# Visible seam/join after professional artificial grass install



## blopez0487

Hello! I just had artificial grass installed by an authorized dealer of nationwide artificial grass supplier. As you can see from the attached pictures, there is a very noticeable seam from where two sheets were joined together. I brought this to the attention of the contractor, who replied with the following :

"I told our guys to check the seam you brought to our attention. We were afraid it had got separated once the glue went down but he said it actually held together perfect. Seams are super hard to hide 100% but he said they broomed it with more infill to help it. Over some time it'll all blend in together."

From what I've read about artificial grass installations, it sounds like the seam/join should not be as visible as it is with a professional install. I wanted to ask the good people of the forum for their opinion on the install. Is the contractor correct in saying "over some time it'll all blend together," or am I being fed a lie?

Thanks so much!


----------



## hsvtoolfool

Contact the manufacturer of the artificial turf. I agree that's a horrible seam. It looks like they cut the carpet in a way that it caused a narrow valley.


----------



## blopez0487

Thank you, hsvtoolfool. I've reached out to the manufacturer as you suggested. Just wanted another opinion to make sure I wasn't crazy. I appreciate your thoughts!


----------

Data lines
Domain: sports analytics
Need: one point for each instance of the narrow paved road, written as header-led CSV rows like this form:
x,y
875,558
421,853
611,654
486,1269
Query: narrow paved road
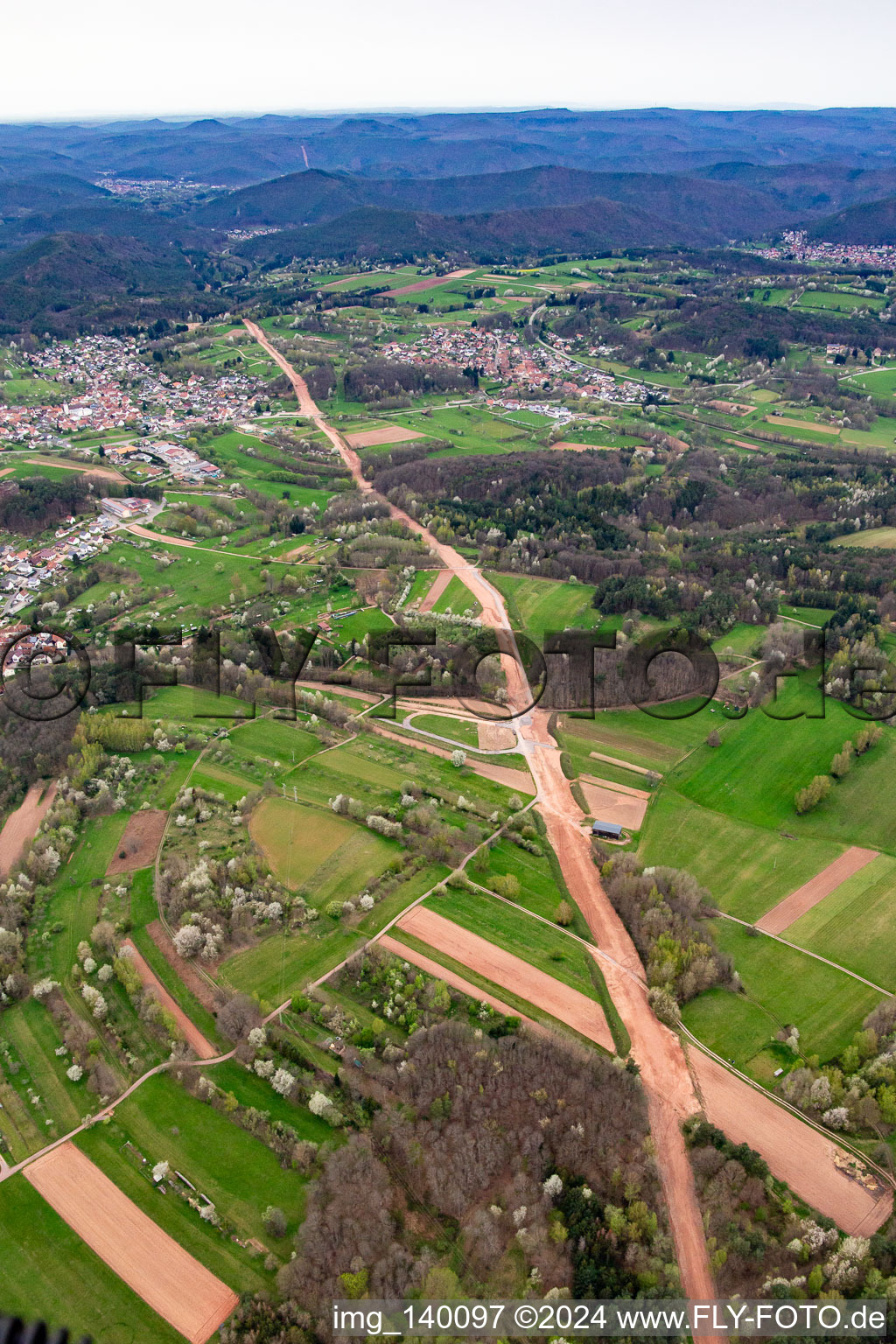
x,y
664,1068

Objective
Summarize the forum thread above about the artificial grass seam in two sentences.

Output of the exercise
A forum user who had artificial grass installed by an authorized dealer reports a very noticeable seam where two sheets were joined. The contractor says the seam held and was broomed with more infill and will blend in over time, while another member calls it a horrible seam, says it looks cut in a way that made a narrow valley, and advises contacting the manufacturer, which the original poster then does.